**QUOTED PASSAGE**:
● ● ● ●
Vietnam Thailand Multi-country Da Nang Hua Hin The Dormie Edit

Da Nang to Hua Hin: fourteen days, two countries, one itinerary that just works

We've run this route four times now. Here's everything — the courses, the transfers, the things that surprised us, and why January is the only month to do it.

James Whitmore 2024-01-18T09:00:00Z 12 min read

The first time I pitched this itinerary to a client, they looked at me like I'd suggested we golf across the moon. Vietnam and Thailand, back to back, in the same trip? Two visa applications, three flights, a time zone you barely notice? Their concern was logistics. My answer was: that's exactly why you book someone who's already done it.

We've run the Da Nang to Hua Hin circuit four times now, with groups ranging from four to twelve. Every time, someone says it's the best golf holiday they've ever taken. I don't say that lightly — I hear that phrase a lot in this job, usually after two glasses of something cold.
● ● ● ●
**INFORMATION PROVIDED**:
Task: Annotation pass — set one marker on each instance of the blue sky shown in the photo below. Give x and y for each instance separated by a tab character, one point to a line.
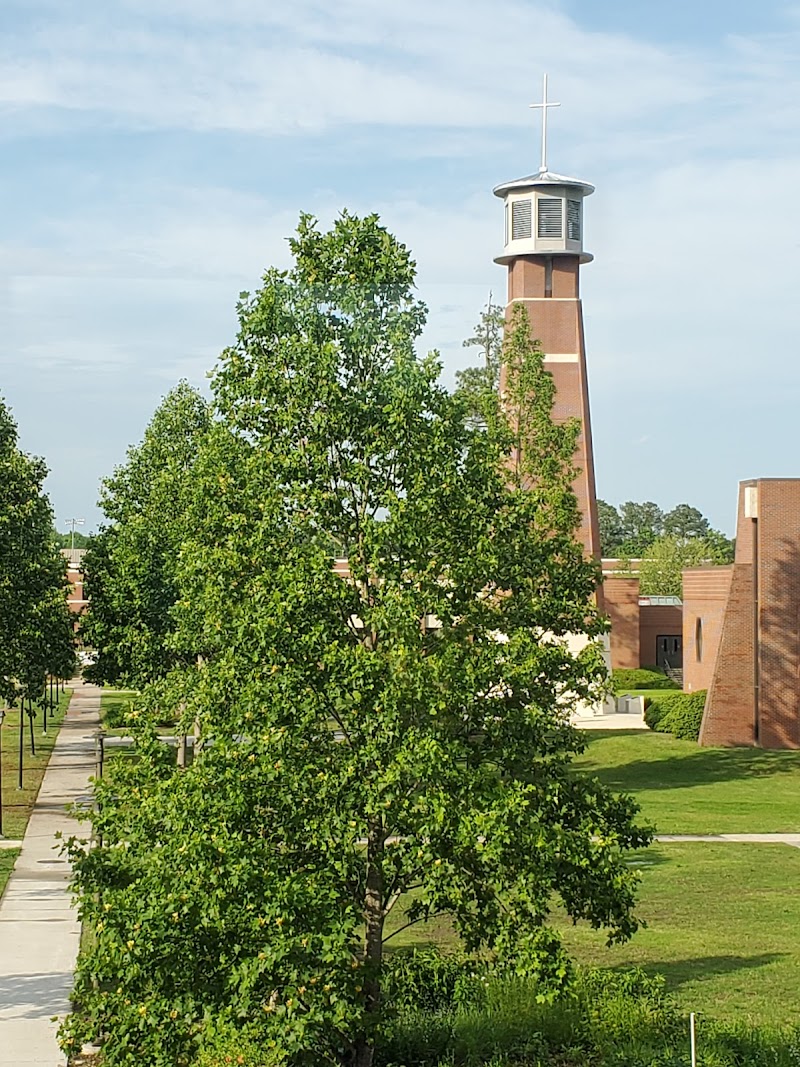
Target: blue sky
156	154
● ● ● ●
Reproduce the full Da Nang to Hua Hin golf trip article word for word.

**REPLY TO THE EXERCISE**:
Vietnam Thailand Multi-country Da Nang Hua Hin The Dormie Edit

Da Nang to Hua Hin: fourteen days, two countries, one itinerary that just works

We've run this route four times now. Here's everything — the courses, the transfers, the things that surprised us, and why January is the only month to do it.

James Whitmore 2024-01-18T09:00:00Z 12 min read

The first time I pitched this itinerary to a client, they looked at me like I'd suggested we golf across the moon. Vietnam and Thailand, back to back, in the same trip? Two visa applications, three flights, a time zone you barely notice? Their concern was logistics. My answer was: that's exactly why you book someone who's already done it.

We've run the Da Nang to Hua Hin circuit four times now, with groups ranging from four to twelve. Every time, someone says it's the best golf holiday they've ever taken. I don't say that lightly — I hear that phrase a lot in this job, usually after two glasses of something cold.